Working data.
- - -

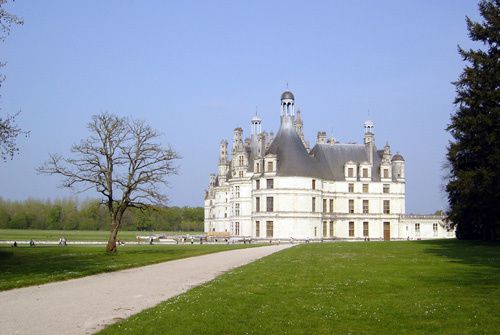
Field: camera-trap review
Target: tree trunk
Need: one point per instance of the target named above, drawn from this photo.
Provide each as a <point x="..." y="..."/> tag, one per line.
<point x="111" y="247"/>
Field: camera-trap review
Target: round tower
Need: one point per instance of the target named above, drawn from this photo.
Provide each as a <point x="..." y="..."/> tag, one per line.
<point x="287" y="103"/>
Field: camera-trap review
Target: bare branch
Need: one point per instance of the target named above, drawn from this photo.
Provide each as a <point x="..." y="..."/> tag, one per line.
<point x="123" y="160"/>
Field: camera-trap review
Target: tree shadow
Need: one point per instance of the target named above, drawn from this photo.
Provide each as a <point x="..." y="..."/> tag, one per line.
<point x="478" y="253"/>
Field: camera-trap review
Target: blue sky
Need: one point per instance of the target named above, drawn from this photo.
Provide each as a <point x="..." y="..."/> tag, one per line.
<point x="197" y="69"/>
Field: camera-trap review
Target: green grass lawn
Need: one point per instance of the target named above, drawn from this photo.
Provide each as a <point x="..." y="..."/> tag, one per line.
<point x="24" y="266"/>
<point x="74" y="235"/>
<point x="421" y="287"/>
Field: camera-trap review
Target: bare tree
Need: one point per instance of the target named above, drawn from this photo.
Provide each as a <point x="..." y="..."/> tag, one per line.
<point x="9" y="130"/>
<point x="121" y="160"/>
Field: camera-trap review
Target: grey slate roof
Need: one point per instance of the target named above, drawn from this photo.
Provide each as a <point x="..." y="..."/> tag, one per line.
<point x="292" y="157"/>
<point x="326" y="161"/>
<point x="333" y="157"/>
<point x="398" y="157"/>
<point x="287" y="95"/>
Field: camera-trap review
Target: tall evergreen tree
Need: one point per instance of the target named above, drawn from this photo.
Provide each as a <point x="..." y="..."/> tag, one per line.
<point x="474" y="153"/>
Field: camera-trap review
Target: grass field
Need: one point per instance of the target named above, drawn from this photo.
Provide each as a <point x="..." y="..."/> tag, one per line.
<point x="73" y="235"/>
<point x="24" y="266"/>
<point x="421" y="287"/>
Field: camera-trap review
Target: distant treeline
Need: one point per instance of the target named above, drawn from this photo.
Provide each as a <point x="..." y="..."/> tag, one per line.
<point x="69" y="214"/>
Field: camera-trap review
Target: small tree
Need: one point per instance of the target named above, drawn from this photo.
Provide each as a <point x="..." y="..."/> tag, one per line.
<point x="474" y="154"/>
<point x="121" y="160"/>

- - -

Work task. Find the word "grass" in the records. Copy every line it appears in.

Task answer.
Target: green grass lawn
Target: grass field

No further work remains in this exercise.